## [TASK DETAILS]
Copy word for word everything from the line with "Please, if you don't mind, identify the stucco" down to the line with "[405,409,558,661]", both included, and nothing else from the entries below.

## [EXCERPTED DATA]
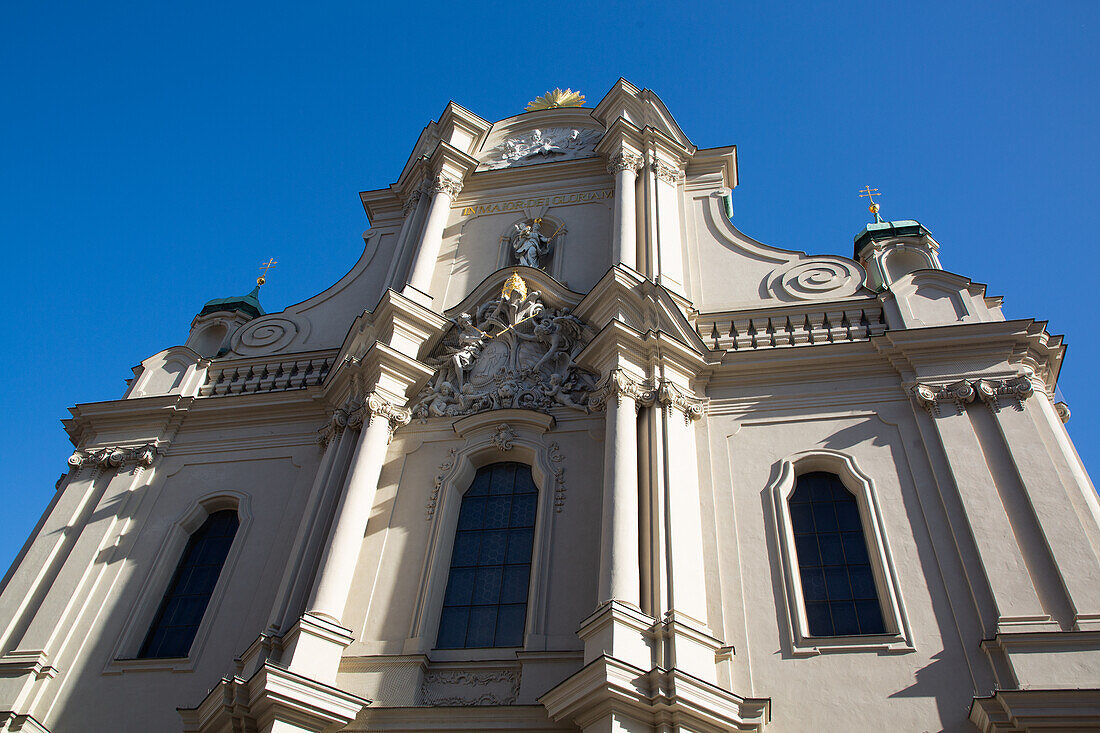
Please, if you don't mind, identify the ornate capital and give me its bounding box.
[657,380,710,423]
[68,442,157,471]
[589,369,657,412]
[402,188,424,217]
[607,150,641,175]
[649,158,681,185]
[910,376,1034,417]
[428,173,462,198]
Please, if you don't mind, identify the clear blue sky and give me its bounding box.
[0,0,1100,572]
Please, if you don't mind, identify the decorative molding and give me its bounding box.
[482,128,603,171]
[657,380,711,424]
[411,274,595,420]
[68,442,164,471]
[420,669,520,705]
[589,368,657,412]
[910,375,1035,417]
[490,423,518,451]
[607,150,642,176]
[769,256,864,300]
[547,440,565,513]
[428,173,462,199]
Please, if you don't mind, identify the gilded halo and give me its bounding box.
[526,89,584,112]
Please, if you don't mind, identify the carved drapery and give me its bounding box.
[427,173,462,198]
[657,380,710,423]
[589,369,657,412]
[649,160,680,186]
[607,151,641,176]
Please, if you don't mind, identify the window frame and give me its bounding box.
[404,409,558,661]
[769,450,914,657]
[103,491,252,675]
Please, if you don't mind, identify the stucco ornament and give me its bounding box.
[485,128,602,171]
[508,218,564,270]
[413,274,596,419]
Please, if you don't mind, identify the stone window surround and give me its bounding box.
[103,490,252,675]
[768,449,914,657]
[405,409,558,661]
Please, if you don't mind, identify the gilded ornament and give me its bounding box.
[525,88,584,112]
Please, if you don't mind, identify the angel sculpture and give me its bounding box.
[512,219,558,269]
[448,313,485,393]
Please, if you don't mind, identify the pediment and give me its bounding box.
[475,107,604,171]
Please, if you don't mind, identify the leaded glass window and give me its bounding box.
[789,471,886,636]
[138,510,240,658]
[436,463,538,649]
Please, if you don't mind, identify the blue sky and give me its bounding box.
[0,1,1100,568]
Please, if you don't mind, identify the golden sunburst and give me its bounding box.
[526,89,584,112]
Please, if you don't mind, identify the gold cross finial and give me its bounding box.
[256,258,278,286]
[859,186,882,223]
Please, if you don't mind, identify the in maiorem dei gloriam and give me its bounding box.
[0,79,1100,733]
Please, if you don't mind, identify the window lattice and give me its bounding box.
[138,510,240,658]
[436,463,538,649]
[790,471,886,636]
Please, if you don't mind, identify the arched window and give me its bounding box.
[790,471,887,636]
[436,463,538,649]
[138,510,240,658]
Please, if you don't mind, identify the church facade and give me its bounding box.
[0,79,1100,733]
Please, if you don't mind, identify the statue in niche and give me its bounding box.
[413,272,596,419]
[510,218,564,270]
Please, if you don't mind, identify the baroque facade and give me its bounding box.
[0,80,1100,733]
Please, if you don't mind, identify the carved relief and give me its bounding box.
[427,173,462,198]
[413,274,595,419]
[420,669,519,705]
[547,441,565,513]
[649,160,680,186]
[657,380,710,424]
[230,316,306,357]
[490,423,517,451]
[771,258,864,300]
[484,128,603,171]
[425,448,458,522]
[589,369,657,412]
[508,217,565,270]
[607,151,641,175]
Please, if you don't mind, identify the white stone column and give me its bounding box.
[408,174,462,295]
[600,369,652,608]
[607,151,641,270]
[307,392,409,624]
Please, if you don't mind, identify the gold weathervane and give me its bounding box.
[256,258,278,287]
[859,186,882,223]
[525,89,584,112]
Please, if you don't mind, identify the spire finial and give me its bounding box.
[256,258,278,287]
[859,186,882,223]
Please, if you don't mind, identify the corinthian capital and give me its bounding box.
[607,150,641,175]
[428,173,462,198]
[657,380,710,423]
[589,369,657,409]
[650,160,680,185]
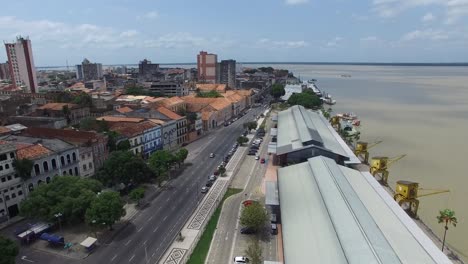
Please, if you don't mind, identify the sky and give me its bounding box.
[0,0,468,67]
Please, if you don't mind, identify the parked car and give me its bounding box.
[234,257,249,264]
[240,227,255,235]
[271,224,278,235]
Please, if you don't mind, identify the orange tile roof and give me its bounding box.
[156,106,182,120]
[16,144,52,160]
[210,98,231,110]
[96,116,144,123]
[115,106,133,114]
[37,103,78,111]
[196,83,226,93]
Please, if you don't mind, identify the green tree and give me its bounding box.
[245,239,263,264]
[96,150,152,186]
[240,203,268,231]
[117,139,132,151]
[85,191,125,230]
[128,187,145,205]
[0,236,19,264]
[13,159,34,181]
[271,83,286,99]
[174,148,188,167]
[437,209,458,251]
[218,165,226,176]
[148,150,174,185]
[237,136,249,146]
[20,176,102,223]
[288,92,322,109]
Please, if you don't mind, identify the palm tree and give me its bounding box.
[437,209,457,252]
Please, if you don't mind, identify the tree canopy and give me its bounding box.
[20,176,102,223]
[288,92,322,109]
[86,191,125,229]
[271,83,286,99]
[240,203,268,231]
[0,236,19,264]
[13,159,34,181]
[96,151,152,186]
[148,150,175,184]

...

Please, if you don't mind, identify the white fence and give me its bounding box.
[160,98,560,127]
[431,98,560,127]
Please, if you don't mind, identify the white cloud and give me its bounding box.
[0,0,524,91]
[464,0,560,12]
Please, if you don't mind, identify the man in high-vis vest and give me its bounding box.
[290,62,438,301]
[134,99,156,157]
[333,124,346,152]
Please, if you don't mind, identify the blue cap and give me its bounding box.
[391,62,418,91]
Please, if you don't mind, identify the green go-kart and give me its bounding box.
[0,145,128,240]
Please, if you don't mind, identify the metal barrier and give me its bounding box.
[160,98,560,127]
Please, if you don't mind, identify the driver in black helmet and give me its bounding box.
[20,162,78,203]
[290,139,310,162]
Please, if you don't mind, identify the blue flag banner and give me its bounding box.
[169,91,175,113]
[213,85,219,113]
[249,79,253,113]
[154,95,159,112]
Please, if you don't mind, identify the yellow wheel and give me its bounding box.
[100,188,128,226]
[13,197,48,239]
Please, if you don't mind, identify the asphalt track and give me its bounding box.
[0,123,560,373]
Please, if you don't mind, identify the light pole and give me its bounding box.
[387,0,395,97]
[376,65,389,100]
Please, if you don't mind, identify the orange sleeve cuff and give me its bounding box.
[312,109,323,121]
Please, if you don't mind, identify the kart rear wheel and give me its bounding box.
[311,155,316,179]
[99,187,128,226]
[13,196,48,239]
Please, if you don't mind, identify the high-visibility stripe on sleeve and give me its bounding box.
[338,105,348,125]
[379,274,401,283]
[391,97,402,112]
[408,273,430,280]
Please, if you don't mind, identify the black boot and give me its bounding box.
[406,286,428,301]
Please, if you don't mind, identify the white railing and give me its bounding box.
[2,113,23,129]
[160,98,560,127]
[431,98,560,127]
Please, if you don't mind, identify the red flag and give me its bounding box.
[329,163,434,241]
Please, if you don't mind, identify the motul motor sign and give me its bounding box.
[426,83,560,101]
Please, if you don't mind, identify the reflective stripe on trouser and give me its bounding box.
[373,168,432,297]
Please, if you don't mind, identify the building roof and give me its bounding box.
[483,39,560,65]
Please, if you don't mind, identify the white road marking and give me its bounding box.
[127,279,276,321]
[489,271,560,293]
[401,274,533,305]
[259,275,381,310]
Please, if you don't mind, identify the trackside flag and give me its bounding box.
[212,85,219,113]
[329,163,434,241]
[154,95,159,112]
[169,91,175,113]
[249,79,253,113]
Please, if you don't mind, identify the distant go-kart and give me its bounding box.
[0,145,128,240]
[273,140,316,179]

* * *

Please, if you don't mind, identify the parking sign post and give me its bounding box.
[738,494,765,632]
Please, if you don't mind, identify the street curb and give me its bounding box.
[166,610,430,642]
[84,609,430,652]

## [WRITTEN ANSWER]
Please, if you don't mind, identify the stucco ornament and give me its bounding box.
[485,128,602,171]
[508,218,564,270]
[413,274,596,419]
Please, if you don't mind, identify the stone window surround and give me its bounding box.
[103,490,252,675]
[768,449,914,657]
[405,409,558,661]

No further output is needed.